━━━ Data for this task

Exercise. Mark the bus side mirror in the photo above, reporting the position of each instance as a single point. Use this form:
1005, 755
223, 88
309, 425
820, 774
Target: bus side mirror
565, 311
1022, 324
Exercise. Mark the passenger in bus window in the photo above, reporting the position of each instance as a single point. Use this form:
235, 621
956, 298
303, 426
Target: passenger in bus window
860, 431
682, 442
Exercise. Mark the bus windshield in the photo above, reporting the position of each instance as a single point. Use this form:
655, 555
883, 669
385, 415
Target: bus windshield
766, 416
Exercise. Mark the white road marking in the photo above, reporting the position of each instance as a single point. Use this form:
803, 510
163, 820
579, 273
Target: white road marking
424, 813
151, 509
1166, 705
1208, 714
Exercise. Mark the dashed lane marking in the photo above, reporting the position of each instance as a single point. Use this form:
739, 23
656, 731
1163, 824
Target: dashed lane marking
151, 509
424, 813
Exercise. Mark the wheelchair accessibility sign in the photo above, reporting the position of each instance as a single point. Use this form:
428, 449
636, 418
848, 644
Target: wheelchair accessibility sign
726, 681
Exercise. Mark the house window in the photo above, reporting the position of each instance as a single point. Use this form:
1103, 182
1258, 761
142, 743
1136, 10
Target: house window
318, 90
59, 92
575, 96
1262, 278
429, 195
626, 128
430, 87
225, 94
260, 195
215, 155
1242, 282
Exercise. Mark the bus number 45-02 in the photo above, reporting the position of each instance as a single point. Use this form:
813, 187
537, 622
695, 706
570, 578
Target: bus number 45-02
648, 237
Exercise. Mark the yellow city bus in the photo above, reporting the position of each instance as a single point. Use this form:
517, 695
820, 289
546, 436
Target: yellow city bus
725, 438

━━━━━━
━━━ Data for this task

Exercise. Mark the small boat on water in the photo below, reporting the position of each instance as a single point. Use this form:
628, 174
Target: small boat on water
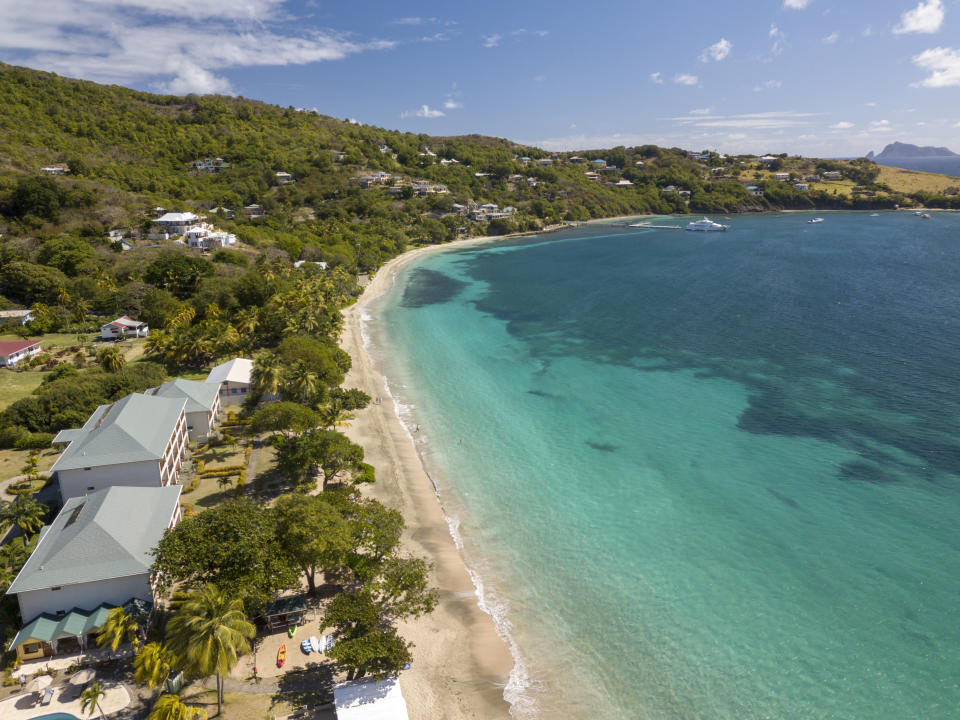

━━━━━━
━━━ Data for this task

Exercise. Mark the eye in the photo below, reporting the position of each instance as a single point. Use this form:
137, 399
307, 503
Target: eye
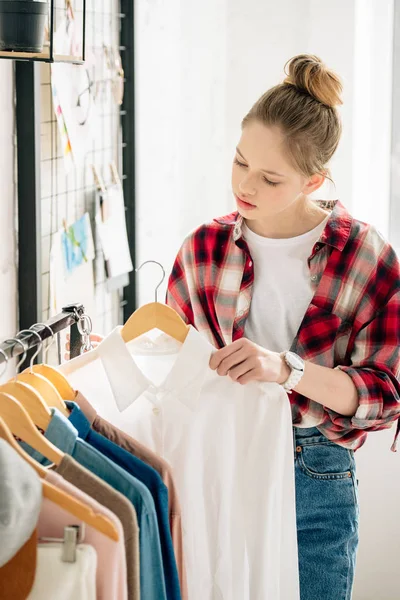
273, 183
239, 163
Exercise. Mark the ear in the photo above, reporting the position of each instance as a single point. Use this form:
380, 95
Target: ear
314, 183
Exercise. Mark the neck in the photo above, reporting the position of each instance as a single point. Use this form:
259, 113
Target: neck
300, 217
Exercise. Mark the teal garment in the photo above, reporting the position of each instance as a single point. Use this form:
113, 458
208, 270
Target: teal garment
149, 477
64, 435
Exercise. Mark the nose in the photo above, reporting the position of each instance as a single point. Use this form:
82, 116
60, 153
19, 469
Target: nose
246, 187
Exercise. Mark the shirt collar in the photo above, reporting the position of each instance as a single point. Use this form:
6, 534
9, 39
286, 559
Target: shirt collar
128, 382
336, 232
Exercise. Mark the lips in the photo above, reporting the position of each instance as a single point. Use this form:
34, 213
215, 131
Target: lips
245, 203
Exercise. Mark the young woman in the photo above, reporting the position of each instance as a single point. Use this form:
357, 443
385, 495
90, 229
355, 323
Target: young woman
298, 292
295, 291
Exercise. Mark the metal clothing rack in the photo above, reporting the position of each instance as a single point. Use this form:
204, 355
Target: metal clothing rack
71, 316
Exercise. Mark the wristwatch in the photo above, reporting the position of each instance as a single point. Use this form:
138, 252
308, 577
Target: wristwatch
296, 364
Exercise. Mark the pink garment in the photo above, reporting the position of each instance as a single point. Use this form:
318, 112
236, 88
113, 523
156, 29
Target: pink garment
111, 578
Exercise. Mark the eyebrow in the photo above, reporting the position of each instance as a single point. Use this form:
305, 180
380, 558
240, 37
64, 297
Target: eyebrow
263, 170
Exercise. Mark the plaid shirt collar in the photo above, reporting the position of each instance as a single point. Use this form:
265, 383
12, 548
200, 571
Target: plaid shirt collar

━━━━━━

What needs to be done:
Set down again, word for word, the stretch of records from the line with "Target: lips" to the line with "Target: plaid shirt collar", both of those lines included.

Answer:
Target: lips
245, 203
Exercise. Mark the young woman in the photo above, reporting the position of each instance as a single point. Use this form:
357, 443
385, 495
90, 229
355, 323
Target: young woman
298, 292
295, 291
Exercise. Mark the metal clothing rack in the photo above, reporting the position of each instance as a single point. Use this form:
204, 355
Target: metal clothing rack
71, 316
Exercise. Mark the wristwatch in the photo above, reporting the position of each instance as a single point. Use this form:
138, 252
308, 577
Target: wristwatch
296, 364
Exercise. Mark the pink garment in the photo above, reporting the position of each instance as a single point. Use this form:
318, 112
236, 88
113, 523
156, 29
Target: pink garment
111, 578
Exercise. Mark the eyebrow in the photo above, reporting the position of each instance as a single point. Use this form:
305, 180
380, 558
240, 37
64, 297
Target: eyebrow
263, 170
Exercise. Mark the plaid shirt collar in the photo above, reporting the position of each instance as a single point. Use this form:
265, 383
12, 548
200, 571
Target: plaid shirt collar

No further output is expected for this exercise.